> Direction
Every entry that follows should be reproduced exactly.

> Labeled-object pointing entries
Start

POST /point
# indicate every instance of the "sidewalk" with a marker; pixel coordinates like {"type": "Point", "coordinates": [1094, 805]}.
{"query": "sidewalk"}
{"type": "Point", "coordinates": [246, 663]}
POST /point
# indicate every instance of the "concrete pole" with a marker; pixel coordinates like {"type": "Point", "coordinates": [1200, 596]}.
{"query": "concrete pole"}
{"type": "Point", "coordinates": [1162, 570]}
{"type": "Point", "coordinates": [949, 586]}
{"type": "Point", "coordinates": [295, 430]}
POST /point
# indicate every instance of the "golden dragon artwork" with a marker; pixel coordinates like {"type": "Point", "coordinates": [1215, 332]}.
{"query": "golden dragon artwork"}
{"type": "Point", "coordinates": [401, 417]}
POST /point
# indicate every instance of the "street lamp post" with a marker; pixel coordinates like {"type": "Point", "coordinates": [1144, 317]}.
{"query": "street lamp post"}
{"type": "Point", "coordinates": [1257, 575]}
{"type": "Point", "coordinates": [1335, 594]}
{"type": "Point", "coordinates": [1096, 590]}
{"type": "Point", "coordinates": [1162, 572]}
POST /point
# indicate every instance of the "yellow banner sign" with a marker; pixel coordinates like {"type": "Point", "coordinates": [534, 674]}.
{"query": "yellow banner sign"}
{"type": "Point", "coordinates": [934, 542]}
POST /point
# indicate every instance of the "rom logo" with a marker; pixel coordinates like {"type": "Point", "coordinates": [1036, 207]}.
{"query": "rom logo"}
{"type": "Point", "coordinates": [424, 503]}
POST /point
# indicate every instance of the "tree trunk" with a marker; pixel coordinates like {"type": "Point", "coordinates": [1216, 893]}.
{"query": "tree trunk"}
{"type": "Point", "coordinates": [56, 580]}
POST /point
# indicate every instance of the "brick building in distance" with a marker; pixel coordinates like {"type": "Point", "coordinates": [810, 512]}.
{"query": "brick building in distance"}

End

> Result of this task
POST /point
# indicate every instance of the "sidewalk" with a marker; pixel coordinates like {"type": "Point", "coordinates": [1094, 805]}.
{"query": "sidewalk"}
{"type": "Point", "coordinates": [246, 663]}
POST /point
# indicate every instance of the "concrete pole" with a marker; pixel coordinates like {"type": "Point", "coordinates": [1200, 596]}.
{"query": "concrete pole"}
{"type": "Point", "coordinates": [1162, 570]}
{"type": "Point", "coordinates": [949, 586]}
{"type": "Point", "coordinates": [295, 430]}
POST /point
# indicate every instance of the "golden dragon artwork" with a marker; pixel coordinates like {"type": "Point", "coordinates": [1215, 332]}.
{"query": "golden dragon artwork"}
{"type": "Point", "coordinates": [401, 417]}
POST /point
# indicate every instance of the "street lamp post" with a marker; pixel coordinates like {"type": "Point", "coordinates": [1144, 317]}.
{"query": "street lamp post"}
{"type": "Point", "coordinates": [1257, 575]}
{"type": "Point", "coordinates": [1335, 594]}
{"type": "Point", "coordinates": [1096, 590]}
{"type": "Point", "coordinates": [1162, 572]}
POST /point
# indicate every instance of the "yellow banner sign" with a marker; pixel coordinates like {"type": "Point", "coordinates": [534, 674]}.
{"query": "yellow banner sign"}
{"type": "Point", "coordinates": [934, 542]}
POST /point
# indicate every instance of the "rom logo" with a marker; pixel coordinates like {"type": "Point", "coordinates": [1036, 207]}.
{"query": "rom logo"}
{"type": "Point", "coordinates": [424, 503]}
POST /point
# indicate every instance of the "tree trunk" with a marker; pixel coordinates like {"type": "Point", "coordinates": [1216, 893]}.
{"query": "tree trunk"}
{"type": "Point", "coordinates": [56, 580]}
POST /point
# indicate every instance of the "brick building in distance" with a marker; pixel coordinates like {"type": "Point", "coordinates": [810, 512]}.
{"query": "brick building in distance"}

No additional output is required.